*Task details*
Identify every line in the rows below that contains the string "blue", and copy each such line. Case counts.

** start Task inputs **

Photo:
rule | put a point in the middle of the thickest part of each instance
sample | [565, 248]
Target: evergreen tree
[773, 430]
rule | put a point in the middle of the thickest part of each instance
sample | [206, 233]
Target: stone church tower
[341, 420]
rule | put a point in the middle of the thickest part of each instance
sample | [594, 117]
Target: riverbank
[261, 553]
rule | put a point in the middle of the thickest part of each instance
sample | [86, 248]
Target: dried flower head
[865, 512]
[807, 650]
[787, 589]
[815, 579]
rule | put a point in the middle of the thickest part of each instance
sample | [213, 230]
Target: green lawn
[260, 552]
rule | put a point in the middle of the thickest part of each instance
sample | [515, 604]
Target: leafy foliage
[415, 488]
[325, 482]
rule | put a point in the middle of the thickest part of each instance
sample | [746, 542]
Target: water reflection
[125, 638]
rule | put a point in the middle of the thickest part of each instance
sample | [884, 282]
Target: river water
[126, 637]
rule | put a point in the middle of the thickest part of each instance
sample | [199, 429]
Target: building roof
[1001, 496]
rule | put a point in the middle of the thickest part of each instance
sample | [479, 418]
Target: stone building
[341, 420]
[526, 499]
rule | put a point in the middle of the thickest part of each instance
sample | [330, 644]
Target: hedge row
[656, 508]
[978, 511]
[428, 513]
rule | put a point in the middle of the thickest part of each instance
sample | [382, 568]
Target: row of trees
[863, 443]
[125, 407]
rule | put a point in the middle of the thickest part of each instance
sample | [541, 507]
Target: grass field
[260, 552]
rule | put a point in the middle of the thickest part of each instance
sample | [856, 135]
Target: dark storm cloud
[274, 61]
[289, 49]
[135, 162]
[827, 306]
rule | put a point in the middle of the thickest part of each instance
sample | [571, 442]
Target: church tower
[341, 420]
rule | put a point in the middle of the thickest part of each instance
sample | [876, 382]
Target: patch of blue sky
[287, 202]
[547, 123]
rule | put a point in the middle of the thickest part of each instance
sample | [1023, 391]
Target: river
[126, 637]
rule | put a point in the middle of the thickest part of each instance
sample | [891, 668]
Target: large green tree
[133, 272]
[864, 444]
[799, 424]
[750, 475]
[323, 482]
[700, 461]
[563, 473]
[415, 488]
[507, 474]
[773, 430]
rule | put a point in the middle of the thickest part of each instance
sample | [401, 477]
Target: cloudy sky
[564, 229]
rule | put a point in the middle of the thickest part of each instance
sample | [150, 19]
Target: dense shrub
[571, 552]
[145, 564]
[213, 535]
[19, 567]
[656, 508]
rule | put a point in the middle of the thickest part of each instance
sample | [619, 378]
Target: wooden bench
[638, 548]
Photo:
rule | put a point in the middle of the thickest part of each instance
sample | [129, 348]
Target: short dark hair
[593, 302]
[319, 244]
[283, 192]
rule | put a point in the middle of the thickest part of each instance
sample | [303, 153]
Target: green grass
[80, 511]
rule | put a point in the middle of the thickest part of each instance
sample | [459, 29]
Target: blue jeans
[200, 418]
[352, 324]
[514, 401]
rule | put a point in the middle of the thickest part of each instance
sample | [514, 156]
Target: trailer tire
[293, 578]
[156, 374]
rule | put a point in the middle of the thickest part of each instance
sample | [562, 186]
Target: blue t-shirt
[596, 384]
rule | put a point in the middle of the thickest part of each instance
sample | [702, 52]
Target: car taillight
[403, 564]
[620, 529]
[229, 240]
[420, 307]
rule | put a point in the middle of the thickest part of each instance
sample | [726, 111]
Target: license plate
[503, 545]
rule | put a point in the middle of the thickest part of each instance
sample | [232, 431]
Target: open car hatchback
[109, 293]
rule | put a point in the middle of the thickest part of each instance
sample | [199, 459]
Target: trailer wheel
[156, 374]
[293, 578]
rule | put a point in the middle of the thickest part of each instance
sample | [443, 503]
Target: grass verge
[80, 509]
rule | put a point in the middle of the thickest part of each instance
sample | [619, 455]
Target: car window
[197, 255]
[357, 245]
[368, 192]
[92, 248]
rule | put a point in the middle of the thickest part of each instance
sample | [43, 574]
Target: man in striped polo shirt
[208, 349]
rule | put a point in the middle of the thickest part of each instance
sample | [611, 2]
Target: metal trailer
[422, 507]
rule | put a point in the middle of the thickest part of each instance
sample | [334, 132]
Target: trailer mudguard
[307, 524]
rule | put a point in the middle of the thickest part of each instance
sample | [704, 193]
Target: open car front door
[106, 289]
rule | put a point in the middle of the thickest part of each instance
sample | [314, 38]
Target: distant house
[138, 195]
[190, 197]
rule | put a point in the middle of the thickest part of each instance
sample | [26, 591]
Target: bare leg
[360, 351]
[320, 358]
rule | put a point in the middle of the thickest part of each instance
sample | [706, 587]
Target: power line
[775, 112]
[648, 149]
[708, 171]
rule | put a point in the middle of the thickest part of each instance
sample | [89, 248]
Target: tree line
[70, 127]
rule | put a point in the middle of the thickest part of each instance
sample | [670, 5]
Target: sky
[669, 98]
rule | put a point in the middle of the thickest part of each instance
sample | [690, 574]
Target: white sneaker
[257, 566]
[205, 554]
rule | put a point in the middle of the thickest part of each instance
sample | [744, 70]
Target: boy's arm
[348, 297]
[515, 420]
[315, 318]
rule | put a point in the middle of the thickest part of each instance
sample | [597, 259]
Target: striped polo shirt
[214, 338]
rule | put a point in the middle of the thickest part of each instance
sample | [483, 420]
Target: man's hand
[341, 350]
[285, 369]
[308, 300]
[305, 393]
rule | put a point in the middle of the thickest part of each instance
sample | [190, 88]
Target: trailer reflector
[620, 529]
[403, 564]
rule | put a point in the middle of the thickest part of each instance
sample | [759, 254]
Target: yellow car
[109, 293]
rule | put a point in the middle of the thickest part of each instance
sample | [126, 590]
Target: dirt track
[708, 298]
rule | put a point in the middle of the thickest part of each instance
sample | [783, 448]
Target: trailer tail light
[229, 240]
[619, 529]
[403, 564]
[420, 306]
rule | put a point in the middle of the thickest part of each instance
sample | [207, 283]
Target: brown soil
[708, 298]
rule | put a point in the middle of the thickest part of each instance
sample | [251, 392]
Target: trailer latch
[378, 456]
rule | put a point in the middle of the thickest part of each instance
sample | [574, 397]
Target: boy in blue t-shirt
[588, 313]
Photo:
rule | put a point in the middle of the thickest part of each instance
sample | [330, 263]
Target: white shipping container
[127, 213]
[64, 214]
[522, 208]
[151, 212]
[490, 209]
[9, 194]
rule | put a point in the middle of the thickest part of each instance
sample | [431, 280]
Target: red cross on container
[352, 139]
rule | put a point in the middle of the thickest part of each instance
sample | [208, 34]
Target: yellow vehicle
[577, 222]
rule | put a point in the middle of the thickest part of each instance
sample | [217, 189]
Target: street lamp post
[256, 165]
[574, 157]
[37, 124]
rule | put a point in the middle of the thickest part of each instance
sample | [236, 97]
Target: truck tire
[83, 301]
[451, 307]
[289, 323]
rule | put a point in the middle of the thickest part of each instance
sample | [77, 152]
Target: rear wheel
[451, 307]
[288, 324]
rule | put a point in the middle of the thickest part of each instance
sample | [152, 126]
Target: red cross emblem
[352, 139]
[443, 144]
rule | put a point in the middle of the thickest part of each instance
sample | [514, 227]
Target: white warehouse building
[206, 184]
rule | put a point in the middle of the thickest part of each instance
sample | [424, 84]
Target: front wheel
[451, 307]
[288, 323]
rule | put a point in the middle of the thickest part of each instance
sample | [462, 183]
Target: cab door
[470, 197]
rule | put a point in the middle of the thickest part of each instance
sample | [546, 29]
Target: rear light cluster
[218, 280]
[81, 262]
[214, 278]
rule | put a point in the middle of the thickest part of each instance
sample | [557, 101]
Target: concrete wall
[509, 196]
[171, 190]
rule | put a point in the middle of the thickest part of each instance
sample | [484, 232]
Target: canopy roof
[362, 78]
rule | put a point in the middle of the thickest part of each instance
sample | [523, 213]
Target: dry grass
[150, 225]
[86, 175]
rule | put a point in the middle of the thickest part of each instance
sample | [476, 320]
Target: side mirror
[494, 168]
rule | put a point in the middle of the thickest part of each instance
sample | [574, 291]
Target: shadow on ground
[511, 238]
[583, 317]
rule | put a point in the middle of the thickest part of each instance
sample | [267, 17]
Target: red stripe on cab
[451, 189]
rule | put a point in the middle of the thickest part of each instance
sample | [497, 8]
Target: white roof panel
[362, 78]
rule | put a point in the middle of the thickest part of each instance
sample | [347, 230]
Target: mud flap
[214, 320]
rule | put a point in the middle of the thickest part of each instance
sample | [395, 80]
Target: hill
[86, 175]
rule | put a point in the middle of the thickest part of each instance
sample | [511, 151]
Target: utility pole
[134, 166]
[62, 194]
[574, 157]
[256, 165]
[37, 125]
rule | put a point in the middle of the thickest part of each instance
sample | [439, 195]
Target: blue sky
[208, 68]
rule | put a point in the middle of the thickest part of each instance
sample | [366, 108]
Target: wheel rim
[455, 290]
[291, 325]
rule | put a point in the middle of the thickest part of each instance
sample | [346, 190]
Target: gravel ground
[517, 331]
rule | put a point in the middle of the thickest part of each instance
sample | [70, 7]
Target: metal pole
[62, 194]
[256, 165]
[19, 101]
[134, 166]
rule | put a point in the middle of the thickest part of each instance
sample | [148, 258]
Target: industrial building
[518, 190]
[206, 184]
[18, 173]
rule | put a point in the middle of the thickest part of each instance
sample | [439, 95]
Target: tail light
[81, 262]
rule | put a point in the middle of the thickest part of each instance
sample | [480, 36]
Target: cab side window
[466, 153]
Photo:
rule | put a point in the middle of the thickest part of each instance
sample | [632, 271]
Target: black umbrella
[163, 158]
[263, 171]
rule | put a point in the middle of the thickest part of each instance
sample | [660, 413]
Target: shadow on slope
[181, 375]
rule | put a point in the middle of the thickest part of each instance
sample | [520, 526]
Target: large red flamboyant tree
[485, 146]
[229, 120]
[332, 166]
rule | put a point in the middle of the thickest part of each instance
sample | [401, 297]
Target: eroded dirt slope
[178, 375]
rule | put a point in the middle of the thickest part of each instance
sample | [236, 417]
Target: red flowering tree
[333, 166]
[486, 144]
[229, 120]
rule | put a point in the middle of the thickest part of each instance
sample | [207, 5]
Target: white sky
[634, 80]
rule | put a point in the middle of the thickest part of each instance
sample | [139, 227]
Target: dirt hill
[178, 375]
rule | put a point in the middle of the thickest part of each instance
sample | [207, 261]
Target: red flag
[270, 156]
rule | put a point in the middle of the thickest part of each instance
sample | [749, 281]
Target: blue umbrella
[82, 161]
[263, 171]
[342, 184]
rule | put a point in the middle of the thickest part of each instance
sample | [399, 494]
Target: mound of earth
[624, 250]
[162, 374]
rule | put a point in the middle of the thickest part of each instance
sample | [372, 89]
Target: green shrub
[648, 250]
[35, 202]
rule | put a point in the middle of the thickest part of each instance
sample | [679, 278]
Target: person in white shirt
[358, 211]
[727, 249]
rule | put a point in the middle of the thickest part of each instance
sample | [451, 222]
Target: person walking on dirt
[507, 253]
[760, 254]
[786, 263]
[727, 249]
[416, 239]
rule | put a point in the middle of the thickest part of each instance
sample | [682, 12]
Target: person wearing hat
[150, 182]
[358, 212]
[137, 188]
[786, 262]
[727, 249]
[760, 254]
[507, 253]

** end Task inputs **

*Response to this exercise*
Target: patch of blue sky
Target: blue jeans
Target: blue t-shirt
Target: boy in blue t-shirt
Target: blue sky
Target: blue umbrella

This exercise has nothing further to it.